What the exercise asks: Reproduce every entry in the listing without alteration.

Exercise data:
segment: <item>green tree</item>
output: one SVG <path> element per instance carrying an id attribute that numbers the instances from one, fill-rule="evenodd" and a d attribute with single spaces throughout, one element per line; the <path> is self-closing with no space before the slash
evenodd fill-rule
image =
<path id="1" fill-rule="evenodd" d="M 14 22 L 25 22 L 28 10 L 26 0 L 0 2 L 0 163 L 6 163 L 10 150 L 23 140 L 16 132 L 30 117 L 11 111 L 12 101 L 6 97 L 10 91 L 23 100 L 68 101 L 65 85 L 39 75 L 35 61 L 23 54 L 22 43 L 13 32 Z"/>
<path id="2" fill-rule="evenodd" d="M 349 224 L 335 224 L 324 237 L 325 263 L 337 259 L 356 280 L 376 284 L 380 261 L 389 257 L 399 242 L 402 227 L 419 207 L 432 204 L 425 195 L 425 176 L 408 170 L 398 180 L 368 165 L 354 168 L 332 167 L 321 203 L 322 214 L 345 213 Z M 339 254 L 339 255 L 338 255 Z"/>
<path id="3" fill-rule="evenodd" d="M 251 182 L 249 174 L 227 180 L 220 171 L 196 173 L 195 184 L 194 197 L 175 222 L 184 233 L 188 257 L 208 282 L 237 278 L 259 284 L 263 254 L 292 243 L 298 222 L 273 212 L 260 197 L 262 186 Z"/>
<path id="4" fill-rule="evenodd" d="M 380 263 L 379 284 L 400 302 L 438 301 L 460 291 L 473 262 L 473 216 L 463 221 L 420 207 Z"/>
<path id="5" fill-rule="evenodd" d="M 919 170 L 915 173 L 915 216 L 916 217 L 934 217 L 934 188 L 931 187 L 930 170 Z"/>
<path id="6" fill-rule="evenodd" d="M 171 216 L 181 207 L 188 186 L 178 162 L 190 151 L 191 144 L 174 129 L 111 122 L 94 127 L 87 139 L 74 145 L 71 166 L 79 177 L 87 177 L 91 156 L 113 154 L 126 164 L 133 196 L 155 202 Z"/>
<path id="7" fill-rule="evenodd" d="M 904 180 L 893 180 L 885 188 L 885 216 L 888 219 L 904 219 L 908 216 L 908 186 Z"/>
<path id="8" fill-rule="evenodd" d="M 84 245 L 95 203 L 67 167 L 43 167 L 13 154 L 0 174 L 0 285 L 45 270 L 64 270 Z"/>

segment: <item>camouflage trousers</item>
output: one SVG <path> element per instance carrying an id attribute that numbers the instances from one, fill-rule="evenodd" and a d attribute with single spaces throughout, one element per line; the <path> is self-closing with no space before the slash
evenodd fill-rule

Answer to this problem:
segment: <item>green tree</item>
output: one SVG <path> element per instance carrying an id attribute that numbers the instances from one, fill-rule="evenodd" and a d attribute with single spaces throughout, one element per line; the <path> is self-closing with no space before the slash
evenodd fill-rule
image =
<path id="1" fill-rule="evenodd" d="M 14 22 L 25 22 L 28 10 L 26 0 L 0 2 L 0 163 L 6 163 L 10 150 L 23 140 L 16 132 L 30 117 L 11 111 L 12 101 L 6 97 L 10 91 L 23 100 L 68 101 L 65 85 L 39 75 L 35 61 L 23 54 L 22 43 L 13 32 Z"/>
<path id="2" fill-rule="evenodd" d="M 349 224 L 335 224 L 324 237 L 325 263 L 337 259 L 356 280 L 376 284 L 380 261 L 389 257 L 399 242 L 402 227 L 419 207 L 432 204 L 425 195 L 425 176 L 408 170 L 398 180 L 368 165 L 354 168 L 332 167 L 321 203 L 322 214 L 345 213 Z M 339 254 L 339 255 L 338 255 Z"/>
<path id="3" fill-rule="evenodd" d="M 251 182 L 249 174 L 227 180 L 220 171 L 196 173 L 195 184 L 194 197 L 175 222 L 184 233 L 188 257 L 208 282 L 237 278 L 259 284 L 263 254 L 292 243 L 298 222 L 273 212 L 260 197 L 262 186 Z"/>
<path id="4" fill-rule="evenodd" d="M 380 263 L 379 284 L 400 302 L 438 301 L 460 291 L 473 262 L 473 216 L 463 221 L 420 207 Z"/>
<path id="5" fill-rule="evenodd" d="M 919 170 L 915 173 L 915 216 L 916 217 L 934 217 L 934 188 L 931 187 L 930 170 Z"/>
<path id="6" fill-rule="evenodd" d="M 171 216 L 181 207 L 188 186 L 178 162 L 190 151 L 191 144 L 174 129 L 111 122 L 94 127 L 87 139 L 74 145 L 71 166 L 79 177 L 87 177 L 91 156 L 113 154 L 126 164 L 133 196 L 155 202 Z"/>
<path id="7" fill-rule="evenodd" d="M 904 180 L 893 180 L 885 188 L 885 216 L 888 219 L 904 219 L 908 216 L 908 186 Z"/>
<path id="8" fill-rule="evenodd" d="M 84 245 L 95 203 L 67 167 L 43 167 L 13 154 L 0 174 L 0 285 L 45 270 L 64 270 Z"/>

segment: <item>camouflage trousers</item>
output: one SVG <path> element per instance carrying an id attribute that numbers the instances from one, fill-rule="evenodd" and a d attribute with single spaces throughout, one element per line; the <path> is self-closing with no space before the slash
evenodd fill-rule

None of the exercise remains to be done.